## EXERCISE MATERIAL

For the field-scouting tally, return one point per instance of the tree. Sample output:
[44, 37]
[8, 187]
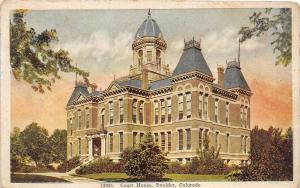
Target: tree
[36, 143]
[281, 27]
[58, 142]
[271, 156]
[17, 150]
[32, 57]
[146, 161]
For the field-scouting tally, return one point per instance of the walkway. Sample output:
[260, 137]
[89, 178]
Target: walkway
[65, 176]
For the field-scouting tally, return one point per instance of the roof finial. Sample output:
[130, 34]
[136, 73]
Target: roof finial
[76, 75]
[149, 13]
[239, 52]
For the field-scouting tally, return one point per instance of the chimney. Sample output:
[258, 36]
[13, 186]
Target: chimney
[221, 76]
[145, 81]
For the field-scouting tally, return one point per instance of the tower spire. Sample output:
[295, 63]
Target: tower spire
[149, 13]
[239, 52]
[76, 75]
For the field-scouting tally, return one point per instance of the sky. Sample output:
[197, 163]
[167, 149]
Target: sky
[99, 41]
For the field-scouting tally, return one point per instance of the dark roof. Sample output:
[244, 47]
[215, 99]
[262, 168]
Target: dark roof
[131, 83]
[149, 28]
[79, 90]
[160, 84]
[234, 78]
[192, 60]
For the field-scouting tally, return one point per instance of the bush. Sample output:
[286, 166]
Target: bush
[35, 169]
[100, 165]
[69, 164]
[177, 168]
[146, 161]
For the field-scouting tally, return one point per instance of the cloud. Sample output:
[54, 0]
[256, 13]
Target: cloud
[226, 41]
[101, 52]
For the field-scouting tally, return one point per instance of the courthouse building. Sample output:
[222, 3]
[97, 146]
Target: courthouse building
[181, 108]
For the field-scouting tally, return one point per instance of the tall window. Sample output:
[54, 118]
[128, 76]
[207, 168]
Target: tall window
[102, 118]
[227, 113]
[71, 125]
[180, 139]
[134, 108]
[156, 112]
[205, 107]
[79, 119]
[163, 111]
[134, 139]
[163, 141]
[216, 110]
[149, 56]
[71, 149]
[201, 139]
[188, 139]
[245, 116]
[141, 112]
[242, 115]
[156, 137]
[180, 106]
[111, 112]
[169, 141]
[121, 109]
[245, 144]
[121, 141]
[87, 116]
[217, 140]
[79, 146]
[141, 137]
[242, 144]
[200, 107]
[206, 139]
[111, 142]
[188, 105]
[169, 111]
[227, 142]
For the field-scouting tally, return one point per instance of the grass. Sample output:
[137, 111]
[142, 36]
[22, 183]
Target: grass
[122, 177]
[30, 178]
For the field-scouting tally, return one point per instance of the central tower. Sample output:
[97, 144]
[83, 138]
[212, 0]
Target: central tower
[149, 49]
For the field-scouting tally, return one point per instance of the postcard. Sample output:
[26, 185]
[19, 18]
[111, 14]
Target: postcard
[149, 94]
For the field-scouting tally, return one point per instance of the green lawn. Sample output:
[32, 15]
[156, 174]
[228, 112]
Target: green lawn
[122, 177]
[30, 178]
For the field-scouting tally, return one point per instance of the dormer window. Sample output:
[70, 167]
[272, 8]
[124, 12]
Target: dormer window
[149, 55]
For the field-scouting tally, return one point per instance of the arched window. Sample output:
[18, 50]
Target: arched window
[111, 112]
[87, 117]
[141, 112]
[134, 109]
[162, 111]
[121, 110]
[140, 59]
[79, 119]
[102, 118]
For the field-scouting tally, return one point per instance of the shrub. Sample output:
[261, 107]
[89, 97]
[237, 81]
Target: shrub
[177, 168]
[69, 164]
[100, 165]
[146, 161]
[35, 169]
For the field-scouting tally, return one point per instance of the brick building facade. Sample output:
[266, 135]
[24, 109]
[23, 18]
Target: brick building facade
[180, 108]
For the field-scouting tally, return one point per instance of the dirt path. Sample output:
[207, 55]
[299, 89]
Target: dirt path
[65, 176]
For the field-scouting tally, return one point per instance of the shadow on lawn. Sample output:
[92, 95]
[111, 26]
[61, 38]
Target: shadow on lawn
[131, 179]
[30, 178]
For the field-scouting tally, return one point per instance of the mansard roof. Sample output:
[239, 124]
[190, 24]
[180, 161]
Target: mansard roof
[131, 83]
[149, 28]
[158, 84]
[80, 89]
[234, 78]
[192, 60]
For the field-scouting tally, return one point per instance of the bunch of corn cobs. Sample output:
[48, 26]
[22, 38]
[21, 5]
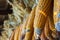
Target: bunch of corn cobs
[35, 19]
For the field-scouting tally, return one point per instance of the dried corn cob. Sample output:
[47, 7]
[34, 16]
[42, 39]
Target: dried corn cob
[29, 27]
[42, 10]
[47, 31]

## TASK TO COMPLETE
Reproduce every line of the records above verbatim, omitting the pictures.

## RESPONSE TO THE EXERCISE
For the field-scouting tally, return one point per instance of the tree. Sample output:
[44, 37]
[8, 187]
Target: tree
[36, 143]
[281, 27]
[58, 142]
[271, 156]
[17, 150]
[32, 57]
[146, 161]
For the field-scouting tally, return one point per instance of the walkway. Sample output:
[260, 137]
[89, 178]
Target: walkway
[65, 176]
For the field-scouting tally, return one point per instance of the roof finial. Sample output:
[130, 34]
[136, 73]
Target: roof finial
[76, 75]
[149, 13]
[239, 52]
For the field-scouting tally, return one point per instance of the chimney. Sample output:
[258, 36]
[13, 186]
Target: chimney
[221, 76]
[145, 81]
For the field-scouting tally, return one point per instance of the tower spire. Sample output:
[295, 63]
Target: tower spire
[149, 13]
[239, 52]
[76, 75]
For the field-scouting tally, return one point per instance of the sky. Sample output:
[197, 163]
[167, 149]
Target: sky
[99, 41]
For the field-scouting tally, return one point per instance of the dark roof. Sample output:
[244, 47]
[215, 99]
[262, 168]
Target: dark roof
[131, 83]
[149, 28]
[79, 90]
[160, 84]
[234, 78]
[192, 60]
For the field-scouting tally, return one point per instance of the bush. Sample output:
[286, 166]
Target: bush
[35, 169]
[100, 165]
[69, 164]
[177, 168]
[146, 161]
For the field-scouting tally, return one point per instance of the cloud. Sample output:
[54, 0]
[256, 13]
Target: cloud
[226, 41]
[101, 52]
For the field-scouting tally, return one point per instance of the courthouse building. Sample output:
[222, 3]
[97, 146]
Target: courthouse building
[181, 108]
For the field-scouting tally, return one point per instance of the tall window. Sample output:
[54, 118]
[128, 76]
[207, 168]
Target: tall window
[102, 118]
[227, 113]
[71, 125]
[180, 139]
[134, 108]
[156, 112]
[205, 107]
[79, 119]
[163, 111]
[134, 139]
[163, 141]
[216, 110]
[149, 56]
[71, 149]
[201, 139]
[188, 139]
[245, 116]
[141, 112]
[242, 115]
[156, 137]
[180, 106]
[111, 112]
[169, 141]
[121, 109]
[245, 144]
[121, 141]
[87, 116]
[217, 140]
[79, 146]
[141, 137]
[242, 144]
[200, 107]
[206, 139]
[111, 142]
[188, 105]
[169, 111]
[227, 142]
For the field-scouting tally, return one point per instance of the grass. Sample output:
[137, 111]
[142, 36]
[22, 183]
Target: grass
[122, 177]
[30, 178]
For the field-scouting tally, return one point per instance of the central tower. Sample output:
[97, 144]
[83, 138]
[212, 0]
Target: central tower
[149, 49]
For the field-scouting tally, return one point per instance of the postcard. Sample output:
[26, 185]
[19, 18]
[111, 14]
Target: postcard
[149, 94]
For the field-scouting tally, return one point per instance of the green lawn. Sample output:
[32, 15]
[156, 174]
[228, 112]
Target: green lawn
[122, 177]
[30, 178]
For the field-scouting tally, return one point per instance of the dormer window. Sample output:
[70, 167]
[272, 8]
[124, 12]
Target: dormer window
[149, 55]
For the field-scouting tally, return one point per instance of the arched window. Sample output:
[18, 50]
Target: arched window
[111, 112]
[87, 117]
[141, 112]
[134, 109]
[162, 111]
[121, 110]
[140, 59]
[79, 119]
[102, 118]
For the field-scouting tally, return one point per instance of the shrub. Sample output:
[261, 107]
[89, 97]
[237, 81]
Target: shrub
[177, 168]
[69, 164]
[100, 165]
[146, 161]
[35, 169]
For the field-scouting tally, return one point per instance of the brick building facade. Sample output:
[266, 135]
[24, 109]
[23, 18]
Target: brick building facade
[180, 108]
For the field-scouting tally, return one point per instance of the dirt path. Sample output:
[207, 55]
[299, 89]
Target: dirt path
[65, 176]
For the field-scouting tally, return one point per instance of the shadow on lawn. Sample output:
[92, 95]
[111, 26]
[61, 38]
Target: shadow on lawn
[131, 179]
[30, 178]
For the field-scouting tally, return one point per instance of the mansard roof. Sample output:
[239, 124]
[190, 24]
[180, 161]
Target: mansard roof
[131, 83]
[149, 28]
[158, 84]
[80, 89]
[234, 78]
[192, 60]
For the field-scouting tally, return one point per instance of the bunch of corn cobs. Sample output:
[48, 26]
[22, 38]
[21, 5]
Target: bunch of corn cobs
[35, 19]
For the field-scouting tally, return one point per instance of the dried corn cob. Sample output:
[47, 7]
[34, 16]
[42, 39]
Target: dried corn cob
[29, 27]
[42, 10]
[47, 31]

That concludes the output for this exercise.